Direction: How many lines of the listing below contain the word "black"? Case matters; reply with the number alone.
══ Extracted material ══
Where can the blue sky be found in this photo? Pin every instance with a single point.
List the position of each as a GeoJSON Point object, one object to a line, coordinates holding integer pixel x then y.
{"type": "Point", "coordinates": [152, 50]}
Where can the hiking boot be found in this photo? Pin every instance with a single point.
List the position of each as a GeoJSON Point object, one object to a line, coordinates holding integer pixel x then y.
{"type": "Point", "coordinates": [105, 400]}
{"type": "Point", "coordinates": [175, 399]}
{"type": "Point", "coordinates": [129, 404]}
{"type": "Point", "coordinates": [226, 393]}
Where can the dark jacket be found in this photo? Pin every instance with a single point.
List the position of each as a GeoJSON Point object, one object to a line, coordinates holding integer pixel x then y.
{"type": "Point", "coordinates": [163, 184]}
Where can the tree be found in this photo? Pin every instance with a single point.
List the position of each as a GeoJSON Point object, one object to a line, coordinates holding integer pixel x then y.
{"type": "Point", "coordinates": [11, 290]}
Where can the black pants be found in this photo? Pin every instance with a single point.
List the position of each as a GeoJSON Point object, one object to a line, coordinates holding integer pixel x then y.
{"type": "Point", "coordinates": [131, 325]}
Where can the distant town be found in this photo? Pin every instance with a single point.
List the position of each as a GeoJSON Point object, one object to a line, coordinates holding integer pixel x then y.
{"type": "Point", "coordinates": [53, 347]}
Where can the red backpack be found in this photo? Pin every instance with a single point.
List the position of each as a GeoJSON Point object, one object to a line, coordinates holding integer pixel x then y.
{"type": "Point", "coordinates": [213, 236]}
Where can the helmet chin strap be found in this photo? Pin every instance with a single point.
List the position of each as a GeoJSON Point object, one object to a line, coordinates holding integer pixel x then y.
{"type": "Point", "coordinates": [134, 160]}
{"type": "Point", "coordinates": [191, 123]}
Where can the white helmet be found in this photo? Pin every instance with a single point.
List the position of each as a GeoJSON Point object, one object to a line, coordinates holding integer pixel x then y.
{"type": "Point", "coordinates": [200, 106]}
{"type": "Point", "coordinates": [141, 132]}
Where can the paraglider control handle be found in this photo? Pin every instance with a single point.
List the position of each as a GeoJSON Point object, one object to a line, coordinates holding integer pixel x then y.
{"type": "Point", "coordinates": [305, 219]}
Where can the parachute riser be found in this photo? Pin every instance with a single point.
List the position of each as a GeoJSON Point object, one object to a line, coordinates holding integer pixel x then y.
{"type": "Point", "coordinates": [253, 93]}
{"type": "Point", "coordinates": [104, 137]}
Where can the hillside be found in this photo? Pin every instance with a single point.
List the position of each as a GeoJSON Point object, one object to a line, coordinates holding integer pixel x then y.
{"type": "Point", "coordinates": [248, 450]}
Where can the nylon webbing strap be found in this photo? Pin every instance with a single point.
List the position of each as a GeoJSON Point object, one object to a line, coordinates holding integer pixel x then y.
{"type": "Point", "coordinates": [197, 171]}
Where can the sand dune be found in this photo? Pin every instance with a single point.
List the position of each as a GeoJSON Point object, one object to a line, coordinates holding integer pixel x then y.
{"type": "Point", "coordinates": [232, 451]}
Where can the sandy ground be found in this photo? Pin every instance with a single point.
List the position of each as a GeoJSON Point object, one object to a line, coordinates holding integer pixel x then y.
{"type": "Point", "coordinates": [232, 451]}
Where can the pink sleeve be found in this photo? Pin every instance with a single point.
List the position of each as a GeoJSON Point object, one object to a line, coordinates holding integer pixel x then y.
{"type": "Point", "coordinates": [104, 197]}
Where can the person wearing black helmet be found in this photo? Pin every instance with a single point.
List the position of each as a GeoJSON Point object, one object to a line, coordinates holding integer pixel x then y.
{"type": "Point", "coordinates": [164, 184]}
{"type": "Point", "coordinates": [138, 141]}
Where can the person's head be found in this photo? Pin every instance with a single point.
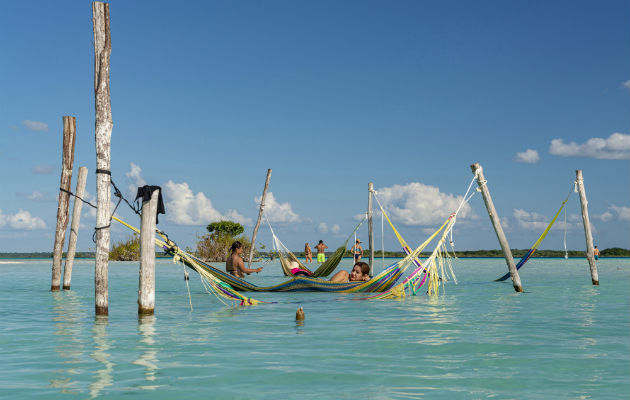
═══
Solution to the problem: 2